#### [Page excerpt]
━━━━━━━━━━━━━━━━━━━━
What are the challenges and benefits of using imagery for research, teaching, and practice? How can images be used to explore concepts such as privilege, oppression, class, gender? What are practical examples of photo elicitation, photo voice, visual content analysis, art-based inquiry, and digital story-telling? What are some ethical and practical considerations when using digital tools for research? How does signage, imagery and campus layout cultivate or diminish a sense of belonging?

Learn the answers to these questions and more as host Tony Doody interviews Carrie Kortegast (Northern Illinois University) and Bridget T Kelly (University of Maryland). Please contribute to the conversation by emailing questions before the show to tony@higheredlive.com or by tweeting live during the show using the #higheredlive hashtag. We’ll do our best to infuse questions from viewers (with attribution) into the live conversation.


Episode Host

Tony Doody

Tony Doody

Tony Doody has over 25 years of practical experience and oversight in senior leadership positions within the Higher Education industry in the areas of Facilities Management, New Student Orientation, Recreation, Parent and Family Programs, Leadership and Training, Marketing and Communications, Adult Learning, and Major Events and Programs. He currently serves as the Director of Student Centers at the University of Delaware. Over the last six years, Tony has presented at over thirty universities and national conferences on topics of innovation, digital leadership, technology, and unconventional leadership. He received the Diamond Honoree Award from the ACPA Foundation, the highest honor of the American College Personnel Association, recognizing transformative contributions to the field (2017) and earned NASPA's 2017 Technology Emerging Practice Award. In addition, Tony has worked over 20 years as a consultant in the areas of executive coaching, leadership development, presentation skills, risk-taking, innovation, social media, conflict resolution, and team cohesiveness. Past clients include J&J, Bristol-Myers Squibb, Vistakon, Navigant, Janssen Pharmaceuticals, United Way, Merrill Lynch, Tumi International, and Aventis Pharmaceuticals.
━━━━━━━━━━━━━━━━━━━━
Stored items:
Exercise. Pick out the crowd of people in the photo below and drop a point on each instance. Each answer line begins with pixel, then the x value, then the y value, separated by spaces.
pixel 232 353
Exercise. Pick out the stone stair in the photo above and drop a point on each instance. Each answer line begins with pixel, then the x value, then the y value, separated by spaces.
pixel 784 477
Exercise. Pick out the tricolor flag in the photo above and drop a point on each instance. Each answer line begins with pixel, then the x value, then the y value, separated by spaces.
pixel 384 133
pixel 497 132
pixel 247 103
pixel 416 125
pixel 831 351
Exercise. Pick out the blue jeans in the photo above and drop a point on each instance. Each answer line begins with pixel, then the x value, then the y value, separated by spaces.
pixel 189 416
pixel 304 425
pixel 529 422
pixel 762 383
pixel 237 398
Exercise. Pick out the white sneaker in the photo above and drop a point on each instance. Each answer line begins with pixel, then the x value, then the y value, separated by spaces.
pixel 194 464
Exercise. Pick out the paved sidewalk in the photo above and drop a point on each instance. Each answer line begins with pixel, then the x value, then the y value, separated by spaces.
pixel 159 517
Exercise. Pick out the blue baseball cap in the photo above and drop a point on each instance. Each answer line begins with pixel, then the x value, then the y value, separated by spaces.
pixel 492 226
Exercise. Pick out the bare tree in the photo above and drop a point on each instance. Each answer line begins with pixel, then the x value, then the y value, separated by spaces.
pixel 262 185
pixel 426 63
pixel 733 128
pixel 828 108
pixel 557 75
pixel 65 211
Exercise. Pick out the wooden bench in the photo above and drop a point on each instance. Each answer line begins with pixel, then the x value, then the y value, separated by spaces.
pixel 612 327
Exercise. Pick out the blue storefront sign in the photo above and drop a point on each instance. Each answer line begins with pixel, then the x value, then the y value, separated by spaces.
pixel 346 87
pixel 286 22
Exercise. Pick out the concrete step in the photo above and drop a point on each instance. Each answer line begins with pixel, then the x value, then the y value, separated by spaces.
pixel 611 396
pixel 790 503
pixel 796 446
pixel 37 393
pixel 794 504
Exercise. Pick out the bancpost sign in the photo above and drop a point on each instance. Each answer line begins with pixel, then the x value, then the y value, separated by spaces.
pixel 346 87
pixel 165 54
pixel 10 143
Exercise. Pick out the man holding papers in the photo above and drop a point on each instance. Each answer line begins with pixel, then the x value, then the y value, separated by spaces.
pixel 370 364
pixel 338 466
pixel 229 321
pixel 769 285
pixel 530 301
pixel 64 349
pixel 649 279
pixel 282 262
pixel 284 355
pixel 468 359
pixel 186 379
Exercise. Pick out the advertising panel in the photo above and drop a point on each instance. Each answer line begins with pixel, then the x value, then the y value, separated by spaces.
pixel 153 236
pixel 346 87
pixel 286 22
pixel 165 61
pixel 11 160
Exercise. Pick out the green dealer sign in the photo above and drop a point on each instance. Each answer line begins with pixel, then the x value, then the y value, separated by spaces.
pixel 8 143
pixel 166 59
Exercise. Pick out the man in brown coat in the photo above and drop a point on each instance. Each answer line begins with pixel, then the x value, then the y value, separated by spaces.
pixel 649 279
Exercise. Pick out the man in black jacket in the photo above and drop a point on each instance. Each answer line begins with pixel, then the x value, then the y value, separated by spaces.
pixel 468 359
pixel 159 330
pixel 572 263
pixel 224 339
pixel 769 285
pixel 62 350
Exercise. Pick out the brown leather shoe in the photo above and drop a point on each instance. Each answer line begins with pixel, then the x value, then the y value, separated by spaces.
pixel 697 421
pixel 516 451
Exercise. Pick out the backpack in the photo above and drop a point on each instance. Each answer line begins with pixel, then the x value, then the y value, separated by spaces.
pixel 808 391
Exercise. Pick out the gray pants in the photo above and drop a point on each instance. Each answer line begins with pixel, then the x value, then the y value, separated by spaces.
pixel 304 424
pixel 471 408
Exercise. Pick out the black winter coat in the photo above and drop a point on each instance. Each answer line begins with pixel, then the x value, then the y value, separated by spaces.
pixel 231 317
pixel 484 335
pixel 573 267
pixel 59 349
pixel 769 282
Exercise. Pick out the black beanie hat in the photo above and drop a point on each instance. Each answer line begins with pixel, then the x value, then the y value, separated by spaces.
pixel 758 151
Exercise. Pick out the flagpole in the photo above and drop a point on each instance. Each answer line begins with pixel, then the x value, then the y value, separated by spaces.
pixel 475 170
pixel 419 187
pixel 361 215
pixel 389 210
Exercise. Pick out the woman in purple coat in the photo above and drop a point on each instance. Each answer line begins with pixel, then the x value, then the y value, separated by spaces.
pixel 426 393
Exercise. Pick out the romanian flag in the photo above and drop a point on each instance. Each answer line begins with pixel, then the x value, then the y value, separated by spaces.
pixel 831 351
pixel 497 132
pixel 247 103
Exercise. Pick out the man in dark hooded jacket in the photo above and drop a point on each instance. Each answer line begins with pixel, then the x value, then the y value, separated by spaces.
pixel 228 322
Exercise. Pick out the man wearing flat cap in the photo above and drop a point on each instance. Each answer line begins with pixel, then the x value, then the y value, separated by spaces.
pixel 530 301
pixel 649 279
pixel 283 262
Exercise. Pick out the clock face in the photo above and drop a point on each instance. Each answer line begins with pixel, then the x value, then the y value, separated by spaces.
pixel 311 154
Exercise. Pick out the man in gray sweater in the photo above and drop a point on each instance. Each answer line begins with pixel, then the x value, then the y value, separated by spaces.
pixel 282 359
━━━━━━━━━━━━━━━━━━━━
#### [Exercise]
According to the episode page above, what does the Diamond Honoree Award that Tony Doody received recognize?

#### [Solution to the exercise]
The Diamond Honoree Award from the ACPA Foundation, the highest honor of the American College Personnel Association, recognizes transformative contributions to the field. Tony Doody received it in 2017.